Try it
Below are some entries; state how many of their lines contain the word "mountain", with nothing else in the reply.

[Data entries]
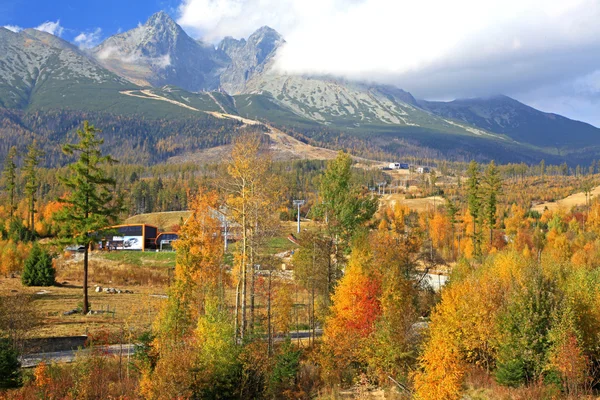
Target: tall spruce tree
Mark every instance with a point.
(492, 188)
(32, 160)
(10, 176)
(90, 205)
(474, 201)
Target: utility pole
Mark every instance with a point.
(299, 203)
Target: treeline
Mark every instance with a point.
(134, 139)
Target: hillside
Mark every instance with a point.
(155, 91)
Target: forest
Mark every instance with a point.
(352, 306)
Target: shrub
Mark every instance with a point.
(38, 269)
(10, 373)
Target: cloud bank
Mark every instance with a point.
(13, 28)
(434, 48)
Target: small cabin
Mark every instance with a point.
(128, 237)
(164, 240)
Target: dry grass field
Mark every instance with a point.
(574, 200)
(423, 204)
(147, 275)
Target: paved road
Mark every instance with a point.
(67, 356)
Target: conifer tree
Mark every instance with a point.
(474, 201)
(492, 189)
(10, 175)
(32, 160)
(90, 205)
(38, 270)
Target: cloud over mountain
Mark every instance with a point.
(436, 49)
(53, 28)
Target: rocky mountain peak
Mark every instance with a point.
(162, 20)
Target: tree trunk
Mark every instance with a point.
(85, 273)
(269, 330)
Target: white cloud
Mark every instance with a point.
(435, 48)
(53, 28)
(13, 28)
(89, 39)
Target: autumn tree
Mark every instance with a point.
(10, 175)
(30, 170)
(312, 269)
(343, 206)
(251, 201)
(198, 271)
(354, 311)
(90, 204)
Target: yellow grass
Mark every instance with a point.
(424, 204)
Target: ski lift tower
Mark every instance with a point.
(299, 203)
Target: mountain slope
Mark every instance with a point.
(502, 114)
(160, 53)
(248, 58)
(36, 66)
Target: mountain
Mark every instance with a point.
(38, 69)
(502, 114)
(160, 53)
(248, 58)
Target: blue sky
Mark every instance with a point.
(77, 16)
(545, 53)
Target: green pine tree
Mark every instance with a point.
(474, 201)
(91, 205)
(32, 160)
(10, 175)
(38, 269)
(492, 188)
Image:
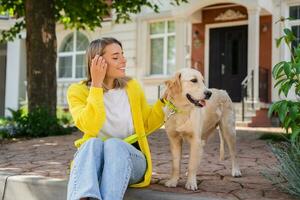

Task output
4